You are asked to reproduce the listing exactly and to omit its pictures.

**** Provided entries ****

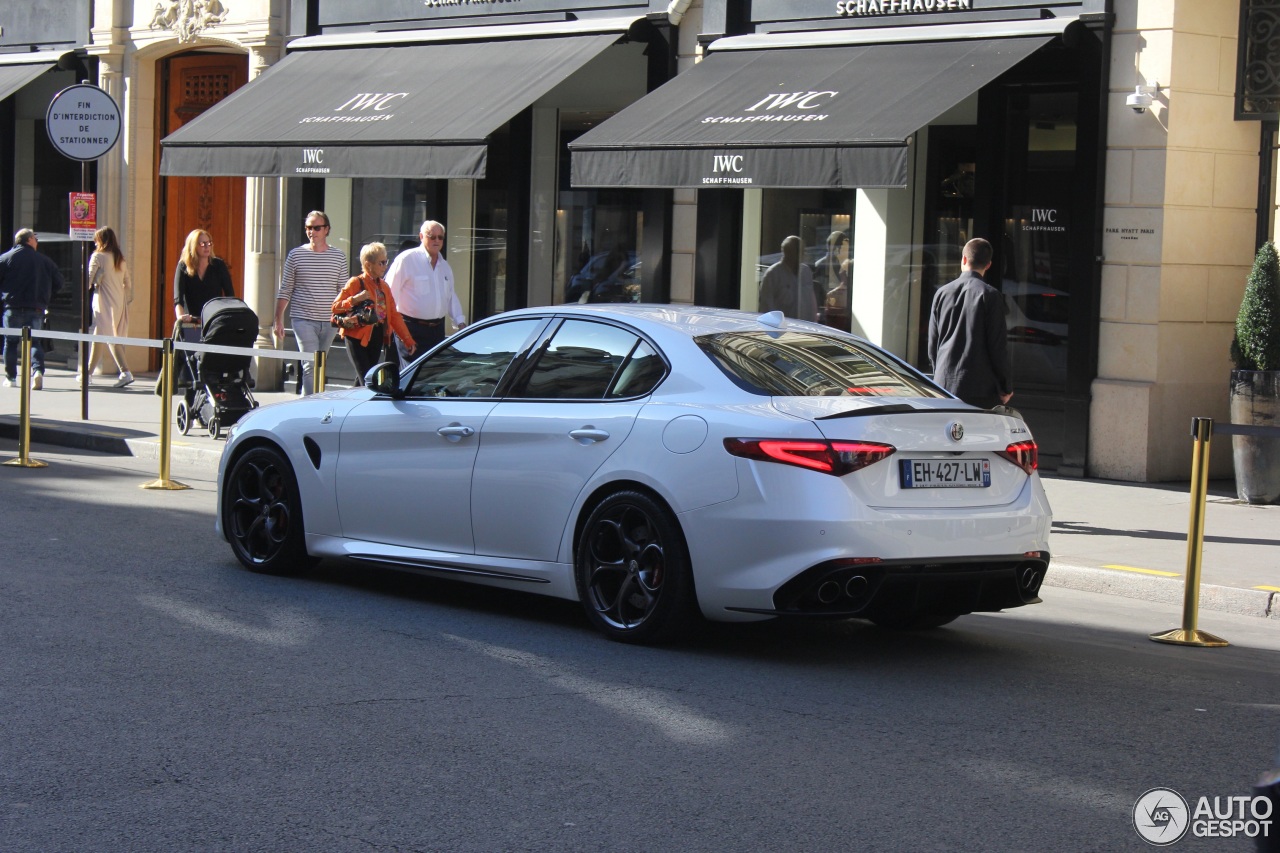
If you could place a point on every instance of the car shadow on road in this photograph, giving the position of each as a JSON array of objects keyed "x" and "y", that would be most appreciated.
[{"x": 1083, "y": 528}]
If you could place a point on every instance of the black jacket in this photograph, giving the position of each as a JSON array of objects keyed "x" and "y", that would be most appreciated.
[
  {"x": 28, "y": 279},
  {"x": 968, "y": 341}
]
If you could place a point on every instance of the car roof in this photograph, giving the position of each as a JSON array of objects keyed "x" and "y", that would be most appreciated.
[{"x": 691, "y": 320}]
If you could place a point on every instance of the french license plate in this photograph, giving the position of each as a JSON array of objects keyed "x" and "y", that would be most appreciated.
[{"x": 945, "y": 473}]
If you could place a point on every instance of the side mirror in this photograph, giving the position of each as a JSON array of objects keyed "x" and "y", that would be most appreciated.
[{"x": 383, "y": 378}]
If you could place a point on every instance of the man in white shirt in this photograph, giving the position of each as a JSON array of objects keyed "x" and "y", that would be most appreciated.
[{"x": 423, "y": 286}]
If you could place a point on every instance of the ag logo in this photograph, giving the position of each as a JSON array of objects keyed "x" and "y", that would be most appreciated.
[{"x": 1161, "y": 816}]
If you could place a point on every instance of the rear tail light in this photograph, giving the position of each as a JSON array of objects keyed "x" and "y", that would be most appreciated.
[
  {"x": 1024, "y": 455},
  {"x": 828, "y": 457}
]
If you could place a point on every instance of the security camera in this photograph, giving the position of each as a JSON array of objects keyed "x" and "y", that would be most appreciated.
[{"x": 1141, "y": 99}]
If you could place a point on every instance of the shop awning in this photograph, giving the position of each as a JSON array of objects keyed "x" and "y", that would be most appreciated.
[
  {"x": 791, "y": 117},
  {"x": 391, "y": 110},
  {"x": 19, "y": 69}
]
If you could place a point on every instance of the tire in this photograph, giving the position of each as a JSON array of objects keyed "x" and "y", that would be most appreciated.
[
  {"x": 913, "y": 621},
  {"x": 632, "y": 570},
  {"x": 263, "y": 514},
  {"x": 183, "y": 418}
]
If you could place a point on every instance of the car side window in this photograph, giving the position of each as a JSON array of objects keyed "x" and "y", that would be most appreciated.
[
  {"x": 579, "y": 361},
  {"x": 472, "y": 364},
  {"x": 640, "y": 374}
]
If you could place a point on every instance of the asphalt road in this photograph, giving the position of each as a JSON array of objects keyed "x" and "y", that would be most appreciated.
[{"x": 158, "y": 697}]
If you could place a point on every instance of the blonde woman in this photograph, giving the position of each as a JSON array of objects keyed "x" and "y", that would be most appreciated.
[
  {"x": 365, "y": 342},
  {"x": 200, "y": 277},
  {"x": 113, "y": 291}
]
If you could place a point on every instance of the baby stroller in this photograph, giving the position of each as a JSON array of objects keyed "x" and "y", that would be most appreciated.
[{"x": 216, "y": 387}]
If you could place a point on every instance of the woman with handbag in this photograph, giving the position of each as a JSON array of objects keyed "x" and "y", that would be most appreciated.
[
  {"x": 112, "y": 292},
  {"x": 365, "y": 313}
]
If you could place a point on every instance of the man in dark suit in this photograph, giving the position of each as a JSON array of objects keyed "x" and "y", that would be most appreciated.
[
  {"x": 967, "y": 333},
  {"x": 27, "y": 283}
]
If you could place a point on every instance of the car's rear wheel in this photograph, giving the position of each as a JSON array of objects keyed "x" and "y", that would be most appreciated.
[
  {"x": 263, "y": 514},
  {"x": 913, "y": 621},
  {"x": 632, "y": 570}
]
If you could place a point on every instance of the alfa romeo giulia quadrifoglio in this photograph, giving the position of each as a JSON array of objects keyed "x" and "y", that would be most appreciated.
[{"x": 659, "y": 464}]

****

- [Output below]
If you could place a point on every instance of the car shadow on road in this photograph, giving the position of each as a JSON array of objects keyed "x" and "y", that would be most appreciated.
[{"x": 1083, "y": 528}]
If you could place a point on every instance of the black jacket in this photograph, giving the position of each as a JSON array of objects keyed "x" and "y", that would be most appreciated.
[
  {"x": 28, "y": 279},
  {"x": 968, "y": 341}
]
If you could place a point on every instance of the car roof in this photograph, giving the position of each as a JSON array of objects keyed "x" and "y", that would be most appreciated.
[{"x": 691, "y": 320}]
If you could place a point on every instance of the french license plate in this photograph, giving the position of each as a JSON array of objects keyed "x" and "y", that would be most appreciated.
[{"x": 945, "y": 473}]
If you could place a point on every instance of the side mirror in this photograph, giving the position of each as a JSON array of objects keyed "x" and "y", that would be most appreciated.
[{"x": 383, "y": 378}]
If you could place a point on every instance of the man in white shirt in this photograph, giving the position of each as a JSON array of objects keyed "x" and "y", that would be most appreciated.
[{"x": 423, "y": 286}]
If you could place a point on every instance of the ag logo in this photograph, giving the position of each as a JSON array of objects keyed "x" and "y", that would be most appreciated.
[{"x": 1161, "y": 816}]
If you could place a point on every instance of the rear tail light in this photograph, giving the position of each as a JSON array of objects keyed "x" and "y", that would be most appreciated.
[
  {"x": 1024, "y": 455},
  {"x": 828, "y": 457}
]
If you could place a point on every instance of the security camera in this photograph, giving the position of each as a JSON array of objects keyed "x" and "y", that would be most appreciated.
[{"x": 1141, "y": 99}]
If you could place a point on every instance of the shop awning in this photograph, giving the position of each as a JSON array of objects keyed "x" and "y", that would be most appreciated.
[
  {"x": 791, "y": 117},
  {"x": 391, "y": 110},
  {"x": 19, "y": 69}
]
If you could place a point on every instance of the tire in this photograph, giving the position of each as a JSON array of objects keyed "x" and "y", that would be most appreciated.
[
  {"x": 913, "y": 621},
  {"x": 632, "y": 570},
  {"x": 263, "y": 514},
  {"x": 183, "y": 418}
]
If you could place a point on every instance of the car side window in this photograph, giving the position of each as a JSON array of objects keyed "x" and "y", that would be most appreciated.
[
  {"x": 579, "y": 361},
  {"x": 472, "y": 364},
  {"x": 640, "y": 374}
]
If you could place a point on every instance of the asphalt road in this photograph, giving the position of each as a JSON array of objects keyed "x" and "y", that would be most appreciated.
[{"x": 158, "y": 697}]
If you could place a point on every instance of the blonde woman in this photograph, giving the position of each as a JSON array of objects keyed "x" and "y", that would be most appreciated.
[
  {"x": 365, "y": 342},
  {"x": 200, "y": 277},
  {"x": 113, "y": 291}
]
If you could place a point on every instance of the baby stroller in this photograph, giving the position of each as a JSON array of objects keyed "x" and "y", that would be most appreciated.
[{"x": 216, "y": 387}]
If you could place a point on every instance of the woman with handbag in this photograph, giving the position of each as a JSON array of objects keyed "x" and "y", that would be most appreciated.
[
  {"x": 112, "y": 292},
  {"x": 365, "y": 313}
]
If you could place a point on every instance of the man in dark suit in this photograph, giving the position of each as a JSON array of objects keyed "x" and "y", that would be most appreciated.
[
  {"x": 967, "y": 333},
  {"x": 27, "y": 283}
]
If you could place a point on every instance of the car's rear wheel in this photograph, giving the position of each as a JSON array of objects keyed "x" and "y", that would be most appreciated.
[
  {"x": 263, "y": 514},
  {"x": 913, "y": 621},
  {"x": 632, "y": 570}
]
If you could place a point on every instance of the alfa romeo giulia quadrifoglio in this photograph, giving the position of each as a JSON array of objects keyed "x" and "y", that would be most appreciated.
[{"x": 659, "y": 464}]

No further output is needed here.